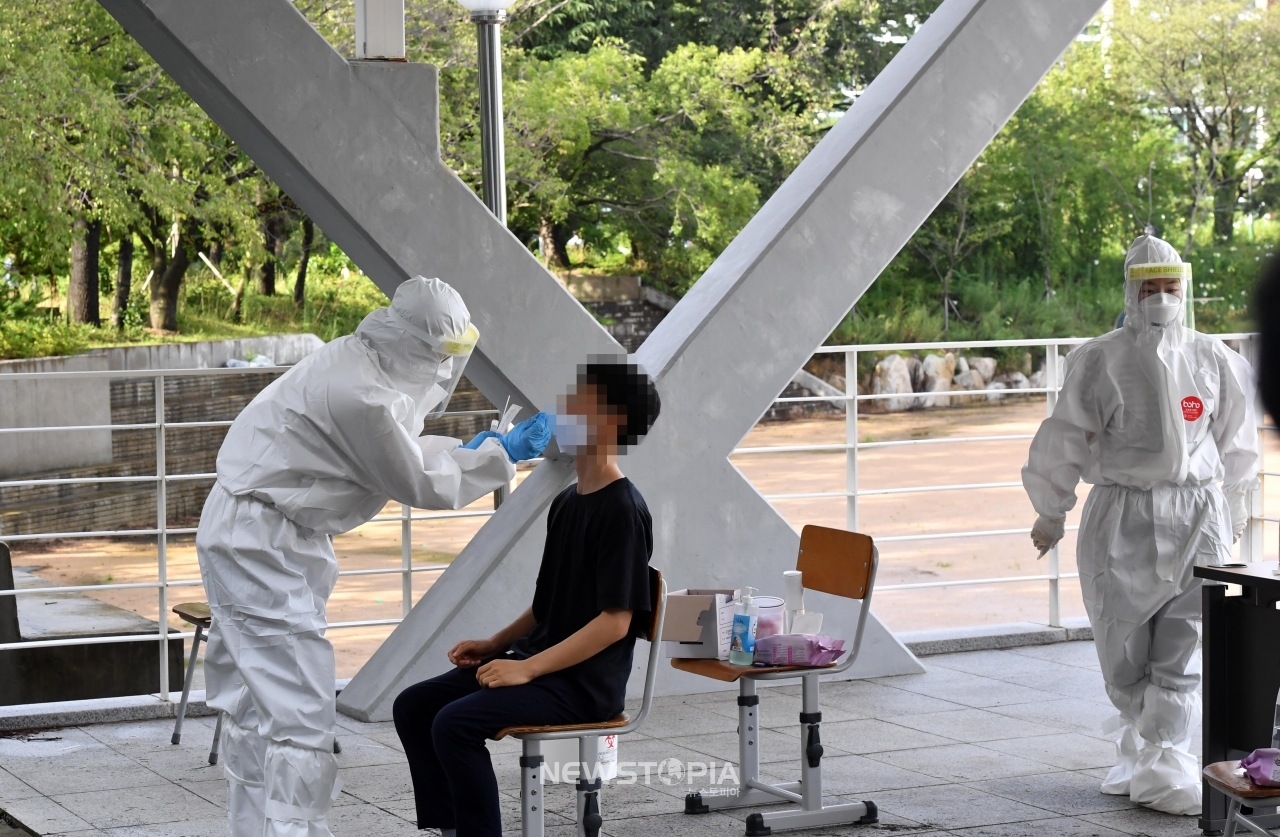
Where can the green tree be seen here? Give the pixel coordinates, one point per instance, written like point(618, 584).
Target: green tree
point(1212, 68)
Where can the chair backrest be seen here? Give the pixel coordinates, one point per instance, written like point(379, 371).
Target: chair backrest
point(657, 602)
point(836, 561)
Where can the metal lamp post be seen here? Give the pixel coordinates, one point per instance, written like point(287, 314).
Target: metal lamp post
point(489, 15)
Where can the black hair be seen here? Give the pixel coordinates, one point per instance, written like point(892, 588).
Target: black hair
point(626, 388)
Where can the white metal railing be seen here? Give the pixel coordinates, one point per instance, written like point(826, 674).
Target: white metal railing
point(1251, 545)
point(163, 531)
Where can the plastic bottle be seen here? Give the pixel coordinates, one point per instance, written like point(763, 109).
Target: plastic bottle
point(741, 650)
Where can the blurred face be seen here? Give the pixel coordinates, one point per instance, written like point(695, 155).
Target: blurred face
point(1151, 287)
point(600, 420)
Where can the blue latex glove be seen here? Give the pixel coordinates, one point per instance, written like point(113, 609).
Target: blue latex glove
point(528, 439)
point(484, 434)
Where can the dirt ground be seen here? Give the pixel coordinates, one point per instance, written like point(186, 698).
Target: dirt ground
point(435, 543)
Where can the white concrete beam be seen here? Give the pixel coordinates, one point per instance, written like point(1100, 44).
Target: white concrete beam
point(366, 168)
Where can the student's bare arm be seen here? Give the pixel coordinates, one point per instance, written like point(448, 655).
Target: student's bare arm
point(588, 641)
point(471, 653)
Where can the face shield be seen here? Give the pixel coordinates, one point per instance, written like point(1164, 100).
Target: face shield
point(453, 353)
point(1159, 298)
point(448, 358)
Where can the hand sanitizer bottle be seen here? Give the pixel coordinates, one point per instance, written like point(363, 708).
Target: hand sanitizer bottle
point(741, 650)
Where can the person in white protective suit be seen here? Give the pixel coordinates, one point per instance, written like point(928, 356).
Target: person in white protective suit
point(316, 453)
point(1155, 416)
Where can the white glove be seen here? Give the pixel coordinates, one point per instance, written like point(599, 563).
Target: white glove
point(1047, 531)
point(1238, 506)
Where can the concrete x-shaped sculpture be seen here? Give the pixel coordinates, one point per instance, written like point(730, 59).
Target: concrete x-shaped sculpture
point(356, 145)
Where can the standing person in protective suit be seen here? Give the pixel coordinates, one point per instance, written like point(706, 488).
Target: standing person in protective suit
point(1155, 416)
point(315, 454)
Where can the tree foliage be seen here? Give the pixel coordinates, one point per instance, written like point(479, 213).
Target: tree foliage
point(641, 136)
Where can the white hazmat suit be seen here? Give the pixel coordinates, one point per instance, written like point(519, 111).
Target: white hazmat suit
point(1155, 416)
point(315, 454)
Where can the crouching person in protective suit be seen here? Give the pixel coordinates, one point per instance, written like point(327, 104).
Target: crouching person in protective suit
point(315, 454)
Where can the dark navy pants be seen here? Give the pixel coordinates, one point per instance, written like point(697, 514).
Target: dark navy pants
point(443, 723)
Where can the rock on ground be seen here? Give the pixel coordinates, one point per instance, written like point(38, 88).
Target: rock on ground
point(892, 375)
point(938, 370)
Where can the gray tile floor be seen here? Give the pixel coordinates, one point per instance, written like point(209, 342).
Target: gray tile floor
point(987, 744)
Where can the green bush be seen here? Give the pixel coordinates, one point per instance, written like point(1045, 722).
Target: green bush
point(40, 337)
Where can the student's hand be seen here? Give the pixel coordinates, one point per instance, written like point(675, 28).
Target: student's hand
point(504, 672)
point(471, 653)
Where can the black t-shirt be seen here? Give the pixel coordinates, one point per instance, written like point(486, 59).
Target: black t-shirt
point(597, 558)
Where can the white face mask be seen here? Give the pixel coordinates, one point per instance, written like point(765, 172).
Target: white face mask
point(571, 433)
point(1161, 309)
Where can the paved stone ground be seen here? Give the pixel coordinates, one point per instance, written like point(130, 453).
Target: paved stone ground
point(987, 744)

· · · ·

_The problem:_ Can you reproduce the part of the listing that starts with the line containing "Where can the metal" and ends with the line containing "point(489, 15)", both of those lines included and nothing else, keeping every character unchanged?

_Finished answer:_
Where can the metal lamp post be seen here? Give the pixel coordinates, one point per instance, written like point(287, 314).
Target: metal lamp post
point(489, 15)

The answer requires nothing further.